-- The problem --
Reproduce the passage of the studio description starting at "Located along the" and ending at "and granular scales.", word for word.

-- Source extract --
STU-1321
Bigness Revisited: Healthcare Typologies for a Blue Zone 3.0 City
Big-scale architecture has evolved from the visionary into a commonplace model of planning and development, especially in emergent global cities such as Singapore. Contemporary living demands a new magnitude in capacities, speeds, climate, construction, and integrated programming that makes the big-scale logical and practical. At the same time, when buildings reach a certain size, they take on new behavioral characteristics, becoming more than cities unto themselves. How can we embrace and critique this transformation to create a new type of urban artifact that is both architecture and the city? This studio will design a healthcare and wellness complex measuring almost half a mile in length and 2 million square feet in floor area and explore how the big-scale healthcare and wellness typology can integrate into the new vision of healthy living in suburban Singapore.
Located along the north-south axis of the city-state’s mass-rapid-transportation network, our site at Yio Chu Kang –a new town built in the 1980s–is a key focus of Singapore’s 2025 Master Plan, which the state has envisioned to shape a “Happy, Healthy city.” The capacity to create a coherent big-scale project presents a unique opportunity to challenge design ideas from developmental, environmental, and ethical perspectives, on both the large and granular scales.

-- Given records --
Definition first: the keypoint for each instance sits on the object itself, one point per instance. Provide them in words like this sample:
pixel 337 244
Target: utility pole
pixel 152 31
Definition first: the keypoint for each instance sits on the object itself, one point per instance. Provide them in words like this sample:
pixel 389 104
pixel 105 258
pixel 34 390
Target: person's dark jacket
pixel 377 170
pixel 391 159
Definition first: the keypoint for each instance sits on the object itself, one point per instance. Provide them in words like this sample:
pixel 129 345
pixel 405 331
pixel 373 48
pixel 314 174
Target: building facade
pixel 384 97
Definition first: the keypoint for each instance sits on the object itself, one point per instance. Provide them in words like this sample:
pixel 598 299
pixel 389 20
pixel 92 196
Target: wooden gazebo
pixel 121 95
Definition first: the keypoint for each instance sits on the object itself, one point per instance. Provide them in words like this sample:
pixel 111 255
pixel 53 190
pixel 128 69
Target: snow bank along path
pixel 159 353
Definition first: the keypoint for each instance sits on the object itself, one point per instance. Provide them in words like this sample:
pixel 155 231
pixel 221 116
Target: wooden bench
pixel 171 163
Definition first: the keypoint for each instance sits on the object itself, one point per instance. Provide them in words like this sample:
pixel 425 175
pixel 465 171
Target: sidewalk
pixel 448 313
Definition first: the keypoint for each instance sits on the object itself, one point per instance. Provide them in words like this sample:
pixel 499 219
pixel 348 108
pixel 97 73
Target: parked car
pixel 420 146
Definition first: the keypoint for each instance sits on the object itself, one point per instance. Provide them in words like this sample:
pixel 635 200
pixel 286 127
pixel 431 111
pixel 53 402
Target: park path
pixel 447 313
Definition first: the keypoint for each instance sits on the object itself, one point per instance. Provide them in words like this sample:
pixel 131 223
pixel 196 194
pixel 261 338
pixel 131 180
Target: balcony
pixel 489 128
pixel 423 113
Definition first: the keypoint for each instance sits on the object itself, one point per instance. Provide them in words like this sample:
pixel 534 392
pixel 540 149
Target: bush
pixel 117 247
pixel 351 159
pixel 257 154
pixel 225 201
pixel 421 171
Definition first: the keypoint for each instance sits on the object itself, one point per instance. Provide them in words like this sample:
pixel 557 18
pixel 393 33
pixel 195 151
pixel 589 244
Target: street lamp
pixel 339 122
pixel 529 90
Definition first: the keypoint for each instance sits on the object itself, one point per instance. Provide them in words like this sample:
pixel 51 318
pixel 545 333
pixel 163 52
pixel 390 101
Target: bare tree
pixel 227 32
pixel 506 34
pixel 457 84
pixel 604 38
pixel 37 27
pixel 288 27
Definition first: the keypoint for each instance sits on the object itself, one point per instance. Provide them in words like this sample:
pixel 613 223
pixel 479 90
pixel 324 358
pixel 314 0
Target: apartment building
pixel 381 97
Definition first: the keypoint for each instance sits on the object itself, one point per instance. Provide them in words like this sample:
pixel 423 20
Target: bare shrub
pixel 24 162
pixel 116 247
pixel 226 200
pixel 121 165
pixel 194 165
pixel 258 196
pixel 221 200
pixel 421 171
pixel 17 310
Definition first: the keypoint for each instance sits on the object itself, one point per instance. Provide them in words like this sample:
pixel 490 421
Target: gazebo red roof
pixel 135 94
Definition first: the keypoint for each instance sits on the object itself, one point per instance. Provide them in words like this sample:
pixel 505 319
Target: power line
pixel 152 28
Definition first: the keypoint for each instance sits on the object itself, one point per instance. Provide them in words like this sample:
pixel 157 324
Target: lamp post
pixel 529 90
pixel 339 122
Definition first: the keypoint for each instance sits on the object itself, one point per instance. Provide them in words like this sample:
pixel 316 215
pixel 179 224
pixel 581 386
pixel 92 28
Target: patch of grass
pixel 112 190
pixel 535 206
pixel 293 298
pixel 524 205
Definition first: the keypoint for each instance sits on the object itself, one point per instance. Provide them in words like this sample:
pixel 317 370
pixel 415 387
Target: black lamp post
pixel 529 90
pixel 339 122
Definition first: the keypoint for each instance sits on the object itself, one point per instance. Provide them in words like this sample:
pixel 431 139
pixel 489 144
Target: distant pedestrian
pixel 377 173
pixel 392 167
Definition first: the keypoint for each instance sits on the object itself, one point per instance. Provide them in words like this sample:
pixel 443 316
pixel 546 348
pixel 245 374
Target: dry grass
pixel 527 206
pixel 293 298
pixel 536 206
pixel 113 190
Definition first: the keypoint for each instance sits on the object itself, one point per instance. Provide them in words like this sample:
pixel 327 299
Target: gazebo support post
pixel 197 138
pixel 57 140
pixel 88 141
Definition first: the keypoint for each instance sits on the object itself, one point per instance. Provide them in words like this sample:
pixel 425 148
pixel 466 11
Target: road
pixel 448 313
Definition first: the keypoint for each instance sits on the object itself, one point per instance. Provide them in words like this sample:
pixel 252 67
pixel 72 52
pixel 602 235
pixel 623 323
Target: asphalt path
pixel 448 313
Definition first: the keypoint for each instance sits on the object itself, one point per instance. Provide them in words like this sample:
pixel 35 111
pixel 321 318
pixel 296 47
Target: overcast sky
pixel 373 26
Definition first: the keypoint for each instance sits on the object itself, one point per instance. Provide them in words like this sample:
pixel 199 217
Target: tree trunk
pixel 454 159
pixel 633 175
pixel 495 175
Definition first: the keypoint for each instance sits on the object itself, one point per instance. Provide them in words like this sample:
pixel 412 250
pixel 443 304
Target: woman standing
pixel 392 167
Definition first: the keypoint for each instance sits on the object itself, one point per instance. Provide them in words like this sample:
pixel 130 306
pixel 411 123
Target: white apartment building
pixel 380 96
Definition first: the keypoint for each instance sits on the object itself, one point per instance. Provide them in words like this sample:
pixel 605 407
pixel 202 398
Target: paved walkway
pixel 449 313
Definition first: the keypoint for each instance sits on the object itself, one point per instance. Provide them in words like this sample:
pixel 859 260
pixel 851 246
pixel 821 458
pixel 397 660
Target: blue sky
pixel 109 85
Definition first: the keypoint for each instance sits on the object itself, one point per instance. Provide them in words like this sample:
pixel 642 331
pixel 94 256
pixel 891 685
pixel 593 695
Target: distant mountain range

-- Task answer --
Located along the north-south axis of the city-state’s mass-rapid-transportation network, our site at Yio Chu Kang –a new town built in the 1980s–is a key focus of Singapore’s 2025 Master Plan, which the state has envisioned to shape a “Happy, Healthy city.” The capacity to create a coherent big-scale project presents a unique opportunity to challenge design ideas from developmental, environmental, and ethical perspectives, on both the large and granular scales.